→ Goal A:
In the article about Jon Hemp, where was the March 2008 barbecue he was invited to held?
→ Goal B:
Write out the passage of the article about Jon Hemp between "Hemp, who served" and "The VVA Veteran.", inclusive.

→ Selection:
================
Every Dawg Has His Day:
BY XANDE ANDERER
Jon Hemp claims he’s not a “joiner.” The first forty years after his return from Vietnam in August 1969 bore this out. In fact, he’d avoided anything remotely veteran related until his “begrudging participation” in his unit’s first reunion in Washington, D.C., during the 25th anniversary of the dedication of The Wall in 2007.
That’s when his whole philosophy changed.
Hemp, who served with the USAF 377th Security Police Squadron at Tan Son Nhut Air Base, was profoundly moved by that eventhis surge of emotion so apparent that a photo of him, fist raised triumphantly as he marched alongside his brothers in that Veterans Day parade, was chosen for the cover of the November/December 2007 issue of The VVA Veteran.
“I walked away from that parade with a burr in my butt. I felt like I had to do something significant,” says Hemp. “At first I thought I’d just volunteer at the local VA, push a wheelchair or something.”
Then in March 2008 the former dog handler was invited to a barbeque at the Provost Marshal’s Kennel at Camp Pendleton, California, organized by old friends. The event proved to be another turning point. Here he was, being recognized for his own service while creating bonds with a new generation of dog handlers. But something didn’t sit well: “I was enjoying what we were doing, and I didn’t want to insult my buddies, but the idea of serving a hot dog to a Marine just seemed wrong,” Hemp explains. “We needed to do something better for these guys. If we were going to bother doing this, we needed to be throwing steaks down them.” He left the picnic with an embryonic plan to sell t-shirts in order to raise money for better chow.
================
→ Dataset rows:
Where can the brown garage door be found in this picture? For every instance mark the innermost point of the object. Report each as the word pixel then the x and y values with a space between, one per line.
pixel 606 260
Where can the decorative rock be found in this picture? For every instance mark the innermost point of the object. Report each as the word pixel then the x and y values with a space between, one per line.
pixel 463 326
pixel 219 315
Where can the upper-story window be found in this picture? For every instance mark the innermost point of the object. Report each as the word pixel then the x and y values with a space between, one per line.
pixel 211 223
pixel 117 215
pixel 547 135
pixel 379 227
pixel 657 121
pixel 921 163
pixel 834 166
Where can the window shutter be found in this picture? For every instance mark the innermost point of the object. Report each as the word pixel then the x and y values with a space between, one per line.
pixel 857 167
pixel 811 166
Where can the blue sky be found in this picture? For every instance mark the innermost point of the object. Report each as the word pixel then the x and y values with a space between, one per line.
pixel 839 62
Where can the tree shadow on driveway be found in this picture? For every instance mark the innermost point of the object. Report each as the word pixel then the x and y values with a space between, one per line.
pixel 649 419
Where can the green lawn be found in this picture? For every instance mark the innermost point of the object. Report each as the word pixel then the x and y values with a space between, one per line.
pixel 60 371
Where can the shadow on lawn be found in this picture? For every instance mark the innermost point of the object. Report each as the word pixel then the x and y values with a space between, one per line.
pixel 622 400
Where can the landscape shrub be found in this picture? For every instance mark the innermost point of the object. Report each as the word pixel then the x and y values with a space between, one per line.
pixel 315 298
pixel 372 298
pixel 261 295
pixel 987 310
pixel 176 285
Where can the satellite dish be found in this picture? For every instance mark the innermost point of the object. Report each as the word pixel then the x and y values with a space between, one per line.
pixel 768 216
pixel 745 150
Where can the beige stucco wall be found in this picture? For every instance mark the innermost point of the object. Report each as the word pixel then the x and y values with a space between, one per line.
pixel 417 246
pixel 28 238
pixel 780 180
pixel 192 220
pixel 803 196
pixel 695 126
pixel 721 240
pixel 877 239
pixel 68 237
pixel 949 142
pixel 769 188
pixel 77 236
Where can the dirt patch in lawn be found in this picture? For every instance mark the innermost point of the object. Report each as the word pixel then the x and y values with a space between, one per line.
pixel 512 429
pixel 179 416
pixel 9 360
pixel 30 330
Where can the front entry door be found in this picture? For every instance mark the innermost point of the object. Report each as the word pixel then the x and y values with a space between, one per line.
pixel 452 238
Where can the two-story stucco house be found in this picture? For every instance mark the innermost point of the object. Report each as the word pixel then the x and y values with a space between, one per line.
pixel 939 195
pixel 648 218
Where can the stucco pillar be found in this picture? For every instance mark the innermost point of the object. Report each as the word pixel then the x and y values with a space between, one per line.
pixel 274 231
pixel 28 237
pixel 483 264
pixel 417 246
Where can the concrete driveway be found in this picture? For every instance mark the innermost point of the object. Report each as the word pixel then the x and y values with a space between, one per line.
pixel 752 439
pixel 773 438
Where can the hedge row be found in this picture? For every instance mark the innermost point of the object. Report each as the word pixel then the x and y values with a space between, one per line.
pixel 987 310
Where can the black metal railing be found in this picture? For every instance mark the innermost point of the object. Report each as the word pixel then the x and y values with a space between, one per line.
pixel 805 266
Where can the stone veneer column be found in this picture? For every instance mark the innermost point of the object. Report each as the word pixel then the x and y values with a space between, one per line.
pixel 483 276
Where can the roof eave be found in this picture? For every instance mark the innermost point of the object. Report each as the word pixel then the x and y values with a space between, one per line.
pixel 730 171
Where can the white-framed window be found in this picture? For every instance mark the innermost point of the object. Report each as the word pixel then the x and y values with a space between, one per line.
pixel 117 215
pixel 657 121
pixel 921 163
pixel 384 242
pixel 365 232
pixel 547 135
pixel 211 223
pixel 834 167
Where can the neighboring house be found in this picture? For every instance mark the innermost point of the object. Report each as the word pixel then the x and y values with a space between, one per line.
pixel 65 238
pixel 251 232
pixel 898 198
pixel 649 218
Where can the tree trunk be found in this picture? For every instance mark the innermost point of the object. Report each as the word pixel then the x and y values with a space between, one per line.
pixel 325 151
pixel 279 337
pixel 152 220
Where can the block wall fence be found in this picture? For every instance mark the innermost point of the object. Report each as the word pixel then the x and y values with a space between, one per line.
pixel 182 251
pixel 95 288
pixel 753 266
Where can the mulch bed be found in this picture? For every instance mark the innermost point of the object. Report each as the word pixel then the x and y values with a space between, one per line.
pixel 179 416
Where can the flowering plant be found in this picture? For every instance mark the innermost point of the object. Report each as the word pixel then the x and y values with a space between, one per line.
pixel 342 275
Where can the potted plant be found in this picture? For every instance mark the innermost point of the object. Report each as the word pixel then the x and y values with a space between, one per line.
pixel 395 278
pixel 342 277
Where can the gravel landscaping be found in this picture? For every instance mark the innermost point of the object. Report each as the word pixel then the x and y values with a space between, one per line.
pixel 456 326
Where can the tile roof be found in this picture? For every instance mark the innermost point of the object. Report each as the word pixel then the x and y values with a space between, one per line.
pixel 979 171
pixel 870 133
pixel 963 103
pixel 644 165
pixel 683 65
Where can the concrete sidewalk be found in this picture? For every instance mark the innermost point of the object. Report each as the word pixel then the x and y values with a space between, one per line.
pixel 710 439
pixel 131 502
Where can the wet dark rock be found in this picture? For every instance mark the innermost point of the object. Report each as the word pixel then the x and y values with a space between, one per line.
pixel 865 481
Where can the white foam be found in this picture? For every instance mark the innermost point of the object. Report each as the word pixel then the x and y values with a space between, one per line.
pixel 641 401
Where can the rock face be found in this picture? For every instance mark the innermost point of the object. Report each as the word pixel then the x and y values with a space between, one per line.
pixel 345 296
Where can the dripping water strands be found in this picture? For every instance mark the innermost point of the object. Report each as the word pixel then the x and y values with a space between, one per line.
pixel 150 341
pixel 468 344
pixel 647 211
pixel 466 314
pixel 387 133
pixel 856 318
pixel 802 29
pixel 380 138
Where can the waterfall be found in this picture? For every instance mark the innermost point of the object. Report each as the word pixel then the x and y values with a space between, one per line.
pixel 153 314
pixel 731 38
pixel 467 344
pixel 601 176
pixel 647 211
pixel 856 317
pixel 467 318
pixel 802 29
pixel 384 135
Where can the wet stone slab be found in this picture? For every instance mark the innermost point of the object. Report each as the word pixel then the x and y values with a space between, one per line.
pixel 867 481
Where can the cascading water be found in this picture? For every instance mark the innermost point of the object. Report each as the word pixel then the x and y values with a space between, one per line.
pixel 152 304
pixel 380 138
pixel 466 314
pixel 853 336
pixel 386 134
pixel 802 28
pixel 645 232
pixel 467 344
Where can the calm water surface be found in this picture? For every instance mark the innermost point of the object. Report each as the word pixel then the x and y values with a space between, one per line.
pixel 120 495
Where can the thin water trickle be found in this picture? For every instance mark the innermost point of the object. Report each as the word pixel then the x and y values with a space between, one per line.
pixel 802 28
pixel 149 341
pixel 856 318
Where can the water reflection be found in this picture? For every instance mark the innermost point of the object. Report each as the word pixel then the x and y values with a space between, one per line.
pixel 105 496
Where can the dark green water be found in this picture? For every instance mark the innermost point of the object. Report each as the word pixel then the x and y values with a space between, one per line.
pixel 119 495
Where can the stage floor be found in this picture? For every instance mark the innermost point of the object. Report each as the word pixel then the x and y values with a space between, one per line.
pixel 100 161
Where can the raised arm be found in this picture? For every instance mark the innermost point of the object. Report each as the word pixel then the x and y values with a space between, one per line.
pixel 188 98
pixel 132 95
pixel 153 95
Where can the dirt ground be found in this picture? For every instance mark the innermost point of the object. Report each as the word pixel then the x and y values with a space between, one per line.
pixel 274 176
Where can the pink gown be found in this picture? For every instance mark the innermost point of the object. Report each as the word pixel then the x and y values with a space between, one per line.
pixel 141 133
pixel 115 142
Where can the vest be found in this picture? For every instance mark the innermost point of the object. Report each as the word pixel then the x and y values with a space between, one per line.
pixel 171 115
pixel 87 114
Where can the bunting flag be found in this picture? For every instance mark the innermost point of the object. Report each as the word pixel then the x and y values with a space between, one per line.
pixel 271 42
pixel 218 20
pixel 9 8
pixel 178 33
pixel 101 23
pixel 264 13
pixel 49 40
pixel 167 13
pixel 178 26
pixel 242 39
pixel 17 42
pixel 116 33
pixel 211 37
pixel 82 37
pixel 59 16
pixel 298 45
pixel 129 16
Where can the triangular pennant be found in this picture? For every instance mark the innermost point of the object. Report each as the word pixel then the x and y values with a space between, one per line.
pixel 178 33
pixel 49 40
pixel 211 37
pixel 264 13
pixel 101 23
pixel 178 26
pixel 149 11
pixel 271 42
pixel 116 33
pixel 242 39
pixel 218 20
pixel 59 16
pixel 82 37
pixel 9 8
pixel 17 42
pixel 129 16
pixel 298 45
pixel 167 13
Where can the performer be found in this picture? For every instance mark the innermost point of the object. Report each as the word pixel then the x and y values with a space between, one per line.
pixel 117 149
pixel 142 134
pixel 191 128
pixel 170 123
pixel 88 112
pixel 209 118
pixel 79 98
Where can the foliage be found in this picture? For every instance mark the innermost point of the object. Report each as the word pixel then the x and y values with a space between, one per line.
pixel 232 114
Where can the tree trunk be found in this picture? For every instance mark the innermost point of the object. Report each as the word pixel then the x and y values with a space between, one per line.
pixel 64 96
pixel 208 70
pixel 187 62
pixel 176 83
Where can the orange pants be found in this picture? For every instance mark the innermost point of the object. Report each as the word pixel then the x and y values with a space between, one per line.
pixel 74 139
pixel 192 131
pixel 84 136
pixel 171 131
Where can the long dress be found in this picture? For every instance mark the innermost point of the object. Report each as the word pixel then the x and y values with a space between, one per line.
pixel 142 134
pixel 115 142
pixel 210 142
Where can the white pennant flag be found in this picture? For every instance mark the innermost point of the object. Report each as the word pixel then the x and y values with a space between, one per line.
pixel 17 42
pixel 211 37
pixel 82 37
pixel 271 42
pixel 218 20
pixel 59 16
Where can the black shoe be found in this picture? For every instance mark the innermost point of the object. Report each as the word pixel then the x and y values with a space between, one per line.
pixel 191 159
================
→ Answer A:
It was held at the Provost Marshal's Kennel at Camp Pendleton, California.

→ Answer B:
Hemp, who served with the USAF 377th Security Police Squadron at Tan Son Nhut Air Base, was profoundly moved by that eventhis surge of emotion so apparent that a photo of him, fist raised triumphantly as he marched alongside his brothers in that Veterans Day parade, was chosen for the cover of the November/December 2007 issue of The VVA Veteran.